# WRITTEN PROBLEM
Print verbatim everything from the first line below down to the line containing "x=159 y=152", with both ends included and no other lines.

Records of labeled points
***
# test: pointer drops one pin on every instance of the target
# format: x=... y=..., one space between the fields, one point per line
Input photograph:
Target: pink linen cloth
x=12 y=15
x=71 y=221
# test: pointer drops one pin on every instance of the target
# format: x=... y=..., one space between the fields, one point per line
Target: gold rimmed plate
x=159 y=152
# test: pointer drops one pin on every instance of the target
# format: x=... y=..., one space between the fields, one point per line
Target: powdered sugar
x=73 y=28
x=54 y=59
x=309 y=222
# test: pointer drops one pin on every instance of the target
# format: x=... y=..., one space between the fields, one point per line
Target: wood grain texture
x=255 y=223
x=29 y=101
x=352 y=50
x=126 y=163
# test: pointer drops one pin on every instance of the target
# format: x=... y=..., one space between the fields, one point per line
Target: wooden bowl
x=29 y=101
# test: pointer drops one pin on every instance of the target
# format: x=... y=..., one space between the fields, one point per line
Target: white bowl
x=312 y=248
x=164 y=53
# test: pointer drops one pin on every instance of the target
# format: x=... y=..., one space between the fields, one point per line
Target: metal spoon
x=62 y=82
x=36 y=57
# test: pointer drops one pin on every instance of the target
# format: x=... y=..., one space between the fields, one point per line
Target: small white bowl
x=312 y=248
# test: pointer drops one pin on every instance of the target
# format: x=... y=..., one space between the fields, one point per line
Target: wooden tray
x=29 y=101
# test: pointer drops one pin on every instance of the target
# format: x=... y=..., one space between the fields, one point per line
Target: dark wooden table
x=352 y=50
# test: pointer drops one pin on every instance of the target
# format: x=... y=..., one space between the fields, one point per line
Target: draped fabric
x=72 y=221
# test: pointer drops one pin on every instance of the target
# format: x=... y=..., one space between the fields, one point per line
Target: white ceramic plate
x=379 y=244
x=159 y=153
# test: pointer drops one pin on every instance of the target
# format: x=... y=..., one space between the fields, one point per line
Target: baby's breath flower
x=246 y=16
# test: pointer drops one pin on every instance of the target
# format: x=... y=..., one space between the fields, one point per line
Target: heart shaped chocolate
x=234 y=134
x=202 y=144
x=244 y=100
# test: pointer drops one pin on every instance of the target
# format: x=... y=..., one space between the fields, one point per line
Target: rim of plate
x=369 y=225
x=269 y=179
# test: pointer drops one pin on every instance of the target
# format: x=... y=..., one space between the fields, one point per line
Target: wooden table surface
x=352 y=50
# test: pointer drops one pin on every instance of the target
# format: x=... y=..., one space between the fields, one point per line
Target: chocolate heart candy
***
# FINAL RESULT
# test: pointer drops one pin on every instance of the target
# format: x=... y=..., one space between the fields, one point per line
Input photograph:
Target: pink linen cloth
x=12 y=15
x=71 y=221
# test: pointer drops one pin on every instance of the target
# format: x=... y=..., one space between the fields, one point per line
Target: gold rimmed plate
x=159 y=152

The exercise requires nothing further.